> [Written instruction]: Copy out every line of the listing below word for word.

> [Records]:
• • •

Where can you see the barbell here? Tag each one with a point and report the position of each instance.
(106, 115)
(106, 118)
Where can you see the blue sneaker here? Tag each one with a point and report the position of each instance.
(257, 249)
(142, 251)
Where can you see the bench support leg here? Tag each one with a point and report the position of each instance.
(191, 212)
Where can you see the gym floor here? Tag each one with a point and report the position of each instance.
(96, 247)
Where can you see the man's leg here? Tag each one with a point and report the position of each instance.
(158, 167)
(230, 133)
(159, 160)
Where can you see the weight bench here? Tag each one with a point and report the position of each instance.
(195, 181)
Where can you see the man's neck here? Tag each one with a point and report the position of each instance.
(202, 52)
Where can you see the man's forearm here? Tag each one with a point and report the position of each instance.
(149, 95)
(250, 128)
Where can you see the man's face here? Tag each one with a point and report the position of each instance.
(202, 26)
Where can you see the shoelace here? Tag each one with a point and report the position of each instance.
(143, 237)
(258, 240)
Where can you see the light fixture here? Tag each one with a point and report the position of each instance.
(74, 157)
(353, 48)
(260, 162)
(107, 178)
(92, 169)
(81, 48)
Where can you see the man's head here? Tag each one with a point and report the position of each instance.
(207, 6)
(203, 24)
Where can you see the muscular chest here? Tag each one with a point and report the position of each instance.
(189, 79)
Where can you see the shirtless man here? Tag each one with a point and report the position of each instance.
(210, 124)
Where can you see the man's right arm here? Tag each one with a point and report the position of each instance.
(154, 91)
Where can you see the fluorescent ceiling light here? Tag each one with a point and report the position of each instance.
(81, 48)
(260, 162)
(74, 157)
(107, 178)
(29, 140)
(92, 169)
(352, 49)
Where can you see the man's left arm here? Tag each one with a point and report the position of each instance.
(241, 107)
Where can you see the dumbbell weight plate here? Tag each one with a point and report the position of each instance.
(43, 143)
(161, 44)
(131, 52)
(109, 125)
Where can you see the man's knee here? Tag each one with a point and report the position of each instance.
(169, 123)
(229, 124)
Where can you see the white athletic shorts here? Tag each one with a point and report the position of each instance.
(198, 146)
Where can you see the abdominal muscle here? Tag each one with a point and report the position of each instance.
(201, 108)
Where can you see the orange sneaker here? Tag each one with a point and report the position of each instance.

• • •

> [Task answer]:
Where can you see the barbell here? Tag each one with a point and report the position of each instance.
(106, 115)
(106, 118)
Where can you see the blue sneaker here? Tag each one with a point and report the position of each instance.
(257, 249)
(142, 251)
Where can you see the bench support leg here? Tag each one with a point and report the position of each instance.
(191, 212)
Where can you see the gym floor here? Tag each one with a point and report the position of each instance.
(96, 247)
Where can you see the man's leg here? Tag each one with a point and report the position of each instance.
(158, 167)
(230, 133)
(159, 160)
Where can you see the weight bench here? Tag each one with a point and report the position of each instance.
(195, 181)
Where can you see the man's neck here? Tag each one with a point and report the position of each instance.
(202, 52)
Where can you see the man's forearm here? Tag each one with a point and report the position of each instance.
(149, 95)
(250, 128)
Where can you see the man's face here? Tag each one with a point and report the position of each instance.
(202, 26)
Where can you see the shoelace here? Tag each one with a point and report the position of each instance.
(143, 237)
(258, 240)
Where can you see the light fixture here? Tag each one with a point and report the position of each instance.
(74, 157)
(353, 48)
(260, 162)
(107, 178)
(92, 169)
(81, 48)
Where can you see the man's head here? Tag each one with a point and report the position of each instance.
(207, 6)
(203, 24)
Where can you see the muscular chest here? Tag each one with a point and report the position of each instance.
(189, 79)
Where can you see the shirtless man here? Tag each one with a point and report the position of each instance.
(210, 124)
Where can you see the man's right arm here? Tag each one with a point and report the position of each instance.
(154, 91)
Where can you see the fluorescent ceiling light here? Tag each one with a point and report the position of each instance.
(81, 48)
(260, 162)
(74, 157)
(107, 178)
(29, 140)
(92, 169)
(352, 49)
Where can you see the man's left arm here? Tag each one with a point and report the position of each instance.
(241, 107)
Where can you see the dumbbell weight plate here? Tag each one with a point and report the position of each instance.
(43, 143)
(161, 44)
(131, 52)
(109, 125)
Where can you see the man's knee here? Tag each one with a point and report the position of each instance.
(169, 123)
(229, 124)
Where can you see the white athletic shorts here? Tag each one with a point and report the position of each instance.
(198, 146)
Where can you see the abdominal muscle here? Tag each one with a point and report the position of each instance.
(201, 108)
Where can you see the orange sneaker here? Tag each one with a point and report the position of each instance.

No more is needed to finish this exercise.